(YOUR OBJECTIVE)
Report every line in the records below that contains the string "clicks", copying each line in full. Case counts.

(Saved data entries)

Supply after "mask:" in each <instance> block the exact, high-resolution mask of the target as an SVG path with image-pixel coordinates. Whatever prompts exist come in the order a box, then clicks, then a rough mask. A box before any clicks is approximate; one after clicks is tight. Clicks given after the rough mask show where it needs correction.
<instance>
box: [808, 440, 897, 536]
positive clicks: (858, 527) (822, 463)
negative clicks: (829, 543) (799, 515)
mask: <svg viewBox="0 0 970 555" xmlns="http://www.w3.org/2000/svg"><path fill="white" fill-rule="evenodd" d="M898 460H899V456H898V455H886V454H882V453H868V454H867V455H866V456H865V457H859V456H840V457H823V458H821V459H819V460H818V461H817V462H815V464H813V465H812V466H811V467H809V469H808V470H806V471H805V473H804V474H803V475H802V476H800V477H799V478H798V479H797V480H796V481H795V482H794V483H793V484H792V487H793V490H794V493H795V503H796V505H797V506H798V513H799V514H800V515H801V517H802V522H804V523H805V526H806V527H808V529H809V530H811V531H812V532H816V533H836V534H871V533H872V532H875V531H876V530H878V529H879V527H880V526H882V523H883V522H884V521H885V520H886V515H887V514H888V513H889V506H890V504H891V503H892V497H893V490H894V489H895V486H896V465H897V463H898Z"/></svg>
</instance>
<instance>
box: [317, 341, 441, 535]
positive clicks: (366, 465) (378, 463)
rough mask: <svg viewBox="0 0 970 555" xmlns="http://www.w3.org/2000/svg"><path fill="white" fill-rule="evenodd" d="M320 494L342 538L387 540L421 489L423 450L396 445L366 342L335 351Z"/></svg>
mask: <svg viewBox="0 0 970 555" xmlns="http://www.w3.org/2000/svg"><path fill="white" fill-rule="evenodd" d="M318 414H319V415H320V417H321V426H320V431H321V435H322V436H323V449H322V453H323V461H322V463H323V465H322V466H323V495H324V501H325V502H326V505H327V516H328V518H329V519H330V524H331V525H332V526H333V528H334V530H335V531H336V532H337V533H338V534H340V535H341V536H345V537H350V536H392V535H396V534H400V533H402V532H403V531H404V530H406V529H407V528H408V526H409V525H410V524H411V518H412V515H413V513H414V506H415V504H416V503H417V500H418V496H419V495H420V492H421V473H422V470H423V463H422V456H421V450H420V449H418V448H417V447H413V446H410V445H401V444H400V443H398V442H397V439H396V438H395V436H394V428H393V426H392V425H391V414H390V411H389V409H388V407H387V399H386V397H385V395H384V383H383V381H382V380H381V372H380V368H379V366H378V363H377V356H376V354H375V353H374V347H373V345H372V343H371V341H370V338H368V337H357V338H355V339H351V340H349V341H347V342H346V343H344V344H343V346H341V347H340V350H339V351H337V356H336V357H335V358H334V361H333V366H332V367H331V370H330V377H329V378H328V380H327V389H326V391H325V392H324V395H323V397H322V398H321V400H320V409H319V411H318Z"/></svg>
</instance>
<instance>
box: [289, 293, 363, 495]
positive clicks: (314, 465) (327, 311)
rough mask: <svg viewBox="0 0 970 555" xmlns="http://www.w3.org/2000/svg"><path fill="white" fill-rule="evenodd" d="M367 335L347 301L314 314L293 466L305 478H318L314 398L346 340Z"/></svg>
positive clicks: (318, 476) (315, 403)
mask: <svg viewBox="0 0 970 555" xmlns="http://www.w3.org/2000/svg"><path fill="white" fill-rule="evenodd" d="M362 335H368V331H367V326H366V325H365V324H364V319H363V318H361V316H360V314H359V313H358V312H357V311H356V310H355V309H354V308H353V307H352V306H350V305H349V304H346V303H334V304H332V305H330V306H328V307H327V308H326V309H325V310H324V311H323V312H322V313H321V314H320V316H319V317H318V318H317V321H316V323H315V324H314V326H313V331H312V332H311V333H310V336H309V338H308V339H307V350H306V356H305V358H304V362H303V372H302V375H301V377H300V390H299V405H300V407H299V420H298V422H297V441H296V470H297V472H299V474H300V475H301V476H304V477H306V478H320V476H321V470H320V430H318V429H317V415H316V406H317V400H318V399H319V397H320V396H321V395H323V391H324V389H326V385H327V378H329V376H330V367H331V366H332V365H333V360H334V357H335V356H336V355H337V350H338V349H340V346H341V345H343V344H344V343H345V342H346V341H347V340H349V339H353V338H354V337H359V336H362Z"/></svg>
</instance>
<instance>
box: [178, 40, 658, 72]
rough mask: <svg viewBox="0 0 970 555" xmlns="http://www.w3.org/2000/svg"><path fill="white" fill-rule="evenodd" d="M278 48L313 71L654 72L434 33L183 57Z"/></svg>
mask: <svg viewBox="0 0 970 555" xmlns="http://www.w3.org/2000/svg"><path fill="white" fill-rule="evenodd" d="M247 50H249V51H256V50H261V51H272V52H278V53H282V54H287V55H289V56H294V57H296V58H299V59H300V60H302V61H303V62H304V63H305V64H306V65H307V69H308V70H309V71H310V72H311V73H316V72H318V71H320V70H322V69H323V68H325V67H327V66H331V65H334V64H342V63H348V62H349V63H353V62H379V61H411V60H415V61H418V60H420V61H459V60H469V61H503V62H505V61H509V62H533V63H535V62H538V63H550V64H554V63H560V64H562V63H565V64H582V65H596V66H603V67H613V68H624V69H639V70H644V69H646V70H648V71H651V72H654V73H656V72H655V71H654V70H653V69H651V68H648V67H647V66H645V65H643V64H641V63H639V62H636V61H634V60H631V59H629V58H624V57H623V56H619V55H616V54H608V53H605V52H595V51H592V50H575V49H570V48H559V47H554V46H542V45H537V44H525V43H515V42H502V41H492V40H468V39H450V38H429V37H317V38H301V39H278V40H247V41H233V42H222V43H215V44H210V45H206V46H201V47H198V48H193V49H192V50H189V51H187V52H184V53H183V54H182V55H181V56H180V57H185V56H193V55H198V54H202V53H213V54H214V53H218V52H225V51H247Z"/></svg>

(FINAL ANSWER)
Supply after "mask:" in each <instance> block the exact, high-resolution mask of the target as an SVG path with image-pixel coordinates. Whatever prompts exist come in the order a box, then clicks, then a rough mask. A box before any clicks is approximate; one after clicks is tight. Clicks given after the rough mask show where it needs correction.
positive clicks: (858, 527) (822, 463)
negative clicks: (829, 543) (799, 515)
positive clicks: (366, 465) (378, 463)
positive clicks: (314, 465) (327, 311)
positive clicks: (318, 476) (315, 403)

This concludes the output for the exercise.